Article:
# Noise heard through Sub when laptop plugged in...



## JRace (Aug 24, 2006)

When I have my laptop plugged i I can hear a quiet noise coming from the subwoofer. This happens with both a Cerwin Vega powered sub and with my passive shiva/butkicker BK1000 setup.

The sound was not audible at all through a Paradigm Ultracube 10 powered sub.
As well the sound is louder if I increase the subwoofers level control.

When I disconnect the laptop powers supply the sound goes away.
The sound occurs when the laptop is working hard or accessing the HD.
I have tried connecting both power supplies through a power bar, both directly into the same outlet, and both on different oultes (same fuse though).
I have fixed the cable tv induced ground loop hum, and this is stll present.

Any ideas on where to start?


----------



## brucek (Apr 11, 2006)

Does the noise go away when you use a 'cheater adapter' on the laptop power supply?

If so, it's a simple groundloop..........

brucek


----------



## Wayne A. Pflughaupt (Apr 13, 2006)

brucek can probably speak to this better than I can, but I’d suspect the computer’s power supply. In general, they aren’t known for clean power. There may be some residual AC artifacts not being adequately filtered or rectified.

Worse case, using an outboard USB sound card should solve the problem.

Regards,
Wayne


----------



## JRace (Aug 24, 2006)

I havnt located a cheater plug yet.
If it is a groundloop, and ideas on how to fix?


Wayne: I am running the audio through a Soundblaster external USB and coax.
No diff between that and the onboard audio.


----------



## Wayne A. Pflughaupt (Apr 13, 2006)

Perhaps we should back the boat up and start from scratch. 

A good place to start would be to give us a description of the system you’re talking about. In your first post you mentioned “plugging in” the laptop, but didn’t tell us what you were plugging it into. You also mentioned “HD” and “cable TV.” So I’m really confused about what we’re dealing with here. I’m not sure if you have some kind of home theater PC rig, or if you’re merely trying to connect a laptop to a regular HT system.

Regards,
Wayne


----------



## JRace (Aug 24, 2006)

It is a laptop running an external usb (digital coax) to a Marantz reciever.
Video is sent thru the VGA out into a Projector.
The only device going into the laptop is an external USB harddrive.
The subwoofer is conected via the reciever's sub/LFE ouput.
We have internet only through the CATV - no televison.
I eliminated the ground loop hum created by the CATV a year ago, no hum heard through any speakers.

Stated problem: Reproduce the passage of the subwoofer noise thread starting with "The only device" and going on through "- no televison.", word for word. None of the data after this thread matters for the work.

Material supplied:

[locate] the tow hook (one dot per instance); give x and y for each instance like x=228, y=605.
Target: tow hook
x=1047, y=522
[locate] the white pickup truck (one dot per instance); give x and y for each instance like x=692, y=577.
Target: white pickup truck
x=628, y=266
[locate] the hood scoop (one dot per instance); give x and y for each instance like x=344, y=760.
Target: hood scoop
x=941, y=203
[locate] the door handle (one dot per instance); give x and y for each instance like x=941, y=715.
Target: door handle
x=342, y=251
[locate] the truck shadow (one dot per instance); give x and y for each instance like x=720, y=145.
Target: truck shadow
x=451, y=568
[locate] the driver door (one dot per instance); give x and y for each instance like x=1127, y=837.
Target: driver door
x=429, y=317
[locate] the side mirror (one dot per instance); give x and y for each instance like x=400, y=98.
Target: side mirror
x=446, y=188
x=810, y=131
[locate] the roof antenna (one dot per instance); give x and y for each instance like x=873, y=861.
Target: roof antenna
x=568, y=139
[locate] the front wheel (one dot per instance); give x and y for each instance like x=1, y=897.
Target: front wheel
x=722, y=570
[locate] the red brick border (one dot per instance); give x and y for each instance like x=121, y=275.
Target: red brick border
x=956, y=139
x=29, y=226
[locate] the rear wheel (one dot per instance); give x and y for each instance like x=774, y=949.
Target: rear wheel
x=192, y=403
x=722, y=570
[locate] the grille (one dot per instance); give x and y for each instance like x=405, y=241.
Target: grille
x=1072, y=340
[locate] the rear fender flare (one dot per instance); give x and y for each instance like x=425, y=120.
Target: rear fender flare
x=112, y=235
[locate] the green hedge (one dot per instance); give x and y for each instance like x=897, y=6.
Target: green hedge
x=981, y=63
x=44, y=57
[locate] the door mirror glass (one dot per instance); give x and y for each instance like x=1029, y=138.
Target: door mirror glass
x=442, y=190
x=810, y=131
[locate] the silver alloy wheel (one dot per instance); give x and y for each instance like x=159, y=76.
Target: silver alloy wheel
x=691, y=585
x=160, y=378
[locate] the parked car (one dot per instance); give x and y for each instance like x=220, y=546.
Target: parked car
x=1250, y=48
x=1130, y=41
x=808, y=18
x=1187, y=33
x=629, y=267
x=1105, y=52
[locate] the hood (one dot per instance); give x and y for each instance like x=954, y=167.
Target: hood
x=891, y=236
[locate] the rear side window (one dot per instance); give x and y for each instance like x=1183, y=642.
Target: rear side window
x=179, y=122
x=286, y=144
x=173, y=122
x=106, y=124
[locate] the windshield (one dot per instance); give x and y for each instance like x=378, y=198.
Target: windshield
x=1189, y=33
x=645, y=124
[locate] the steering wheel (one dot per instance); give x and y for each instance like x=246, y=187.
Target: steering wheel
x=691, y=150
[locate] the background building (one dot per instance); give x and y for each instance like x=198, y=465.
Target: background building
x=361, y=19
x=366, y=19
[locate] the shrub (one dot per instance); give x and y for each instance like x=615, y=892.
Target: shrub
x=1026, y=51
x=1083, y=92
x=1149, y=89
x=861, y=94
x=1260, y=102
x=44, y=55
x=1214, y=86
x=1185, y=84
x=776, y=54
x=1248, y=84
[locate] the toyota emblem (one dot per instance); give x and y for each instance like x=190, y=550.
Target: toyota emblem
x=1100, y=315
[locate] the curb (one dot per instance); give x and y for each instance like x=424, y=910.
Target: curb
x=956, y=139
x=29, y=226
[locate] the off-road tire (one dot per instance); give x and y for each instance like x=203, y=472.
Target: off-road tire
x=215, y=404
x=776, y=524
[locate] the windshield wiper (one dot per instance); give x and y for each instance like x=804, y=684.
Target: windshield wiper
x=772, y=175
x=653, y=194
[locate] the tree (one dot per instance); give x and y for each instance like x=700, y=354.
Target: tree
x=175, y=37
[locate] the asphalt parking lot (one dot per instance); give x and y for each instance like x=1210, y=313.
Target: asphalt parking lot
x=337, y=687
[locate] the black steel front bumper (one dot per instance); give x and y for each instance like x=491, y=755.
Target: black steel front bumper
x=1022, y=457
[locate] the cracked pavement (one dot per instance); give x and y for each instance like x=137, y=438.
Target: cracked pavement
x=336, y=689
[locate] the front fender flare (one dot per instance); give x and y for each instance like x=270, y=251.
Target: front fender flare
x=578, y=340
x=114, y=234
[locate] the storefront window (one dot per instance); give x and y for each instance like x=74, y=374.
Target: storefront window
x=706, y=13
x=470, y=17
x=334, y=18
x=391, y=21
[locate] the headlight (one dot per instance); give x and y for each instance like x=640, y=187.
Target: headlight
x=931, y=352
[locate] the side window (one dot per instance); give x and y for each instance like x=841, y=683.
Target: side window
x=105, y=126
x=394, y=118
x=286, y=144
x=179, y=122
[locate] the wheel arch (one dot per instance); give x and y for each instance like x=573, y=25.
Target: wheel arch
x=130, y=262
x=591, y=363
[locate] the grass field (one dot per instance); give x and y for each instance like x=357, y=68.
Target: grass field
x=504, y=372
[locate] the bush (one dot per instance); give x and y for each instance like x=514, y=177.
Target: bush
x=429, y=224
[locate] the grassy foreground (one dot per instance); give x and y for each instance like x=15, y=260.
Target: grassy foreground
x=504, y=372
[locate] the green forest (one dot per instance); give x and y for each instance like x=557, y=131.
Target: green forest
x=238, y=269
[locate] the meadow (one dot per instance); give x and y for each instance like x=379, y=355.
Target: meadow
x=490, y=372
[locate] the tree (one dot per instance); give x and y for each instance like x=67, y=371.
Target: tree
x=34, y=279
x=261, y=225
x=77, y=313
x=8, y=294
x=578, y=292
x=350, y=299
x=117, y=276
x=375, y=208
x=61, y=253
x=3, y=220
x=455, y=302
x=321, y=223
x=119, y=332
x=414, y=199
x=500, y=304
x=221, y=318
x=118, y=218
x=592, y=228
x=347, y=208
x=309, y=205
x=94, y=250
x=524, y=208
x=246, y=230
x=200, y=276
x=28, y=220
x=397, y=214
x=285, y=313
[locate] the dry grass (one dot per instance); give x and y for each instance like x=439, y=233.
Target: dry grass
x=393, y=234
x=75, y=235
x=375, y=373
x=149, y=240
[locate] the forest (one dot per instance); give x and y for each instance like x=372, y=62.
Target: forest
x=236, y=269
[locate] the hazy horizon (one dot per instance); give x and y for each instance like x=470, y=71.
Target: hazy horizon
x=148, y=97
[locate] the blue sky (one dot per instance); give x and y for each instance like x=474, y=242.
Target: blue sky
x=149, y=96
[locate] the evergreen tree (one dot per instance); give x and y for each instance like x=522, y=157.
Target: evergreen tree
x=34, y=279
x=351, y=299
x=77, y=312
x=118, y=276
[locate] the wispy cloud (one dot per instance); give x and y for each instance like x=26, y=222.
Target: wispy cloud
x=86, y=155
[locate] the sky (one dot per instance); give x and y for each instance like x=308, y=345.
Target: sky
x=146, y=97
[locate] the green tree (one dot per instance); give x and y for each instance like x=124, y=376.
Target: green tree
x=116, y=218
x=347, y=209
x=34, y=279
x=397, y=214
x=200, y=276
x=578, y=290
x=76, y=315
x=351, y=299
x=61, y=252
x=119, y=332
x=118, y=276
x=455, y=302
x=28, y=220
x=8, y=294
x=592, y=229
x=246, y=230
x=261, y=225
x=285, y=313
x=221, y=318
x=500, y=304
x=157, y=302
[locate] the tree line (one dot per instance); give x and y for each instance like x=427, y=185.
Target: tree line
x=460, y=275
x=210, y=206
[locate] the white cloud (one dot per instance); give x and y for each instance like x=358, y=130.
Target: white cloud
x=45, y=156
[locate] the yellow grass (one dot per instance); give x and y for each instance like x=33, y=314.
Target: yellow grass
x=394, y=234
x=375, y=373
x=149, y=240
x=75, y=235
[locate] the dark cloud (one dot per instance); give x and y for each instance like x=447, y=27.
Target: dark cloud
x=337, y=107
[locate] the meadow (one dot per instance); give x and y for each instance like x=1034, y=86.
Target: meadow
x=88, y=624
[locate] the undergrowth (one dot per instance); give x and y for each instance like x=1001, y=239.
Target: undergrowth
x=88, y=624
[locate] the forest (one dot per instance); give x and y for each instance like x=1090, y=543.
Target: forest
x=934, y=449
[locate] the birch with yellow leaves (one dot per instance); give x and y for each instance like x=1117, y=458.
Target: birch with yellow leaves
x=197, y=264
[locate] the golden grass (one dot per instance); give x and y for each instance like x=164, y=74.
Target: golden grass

Solved exercise:
The only device going into the laptop is an external USB harddrive.
The subwoofer is conected via the reciever's sub/LFE ouput.
We have internet only through the CATV - no televison.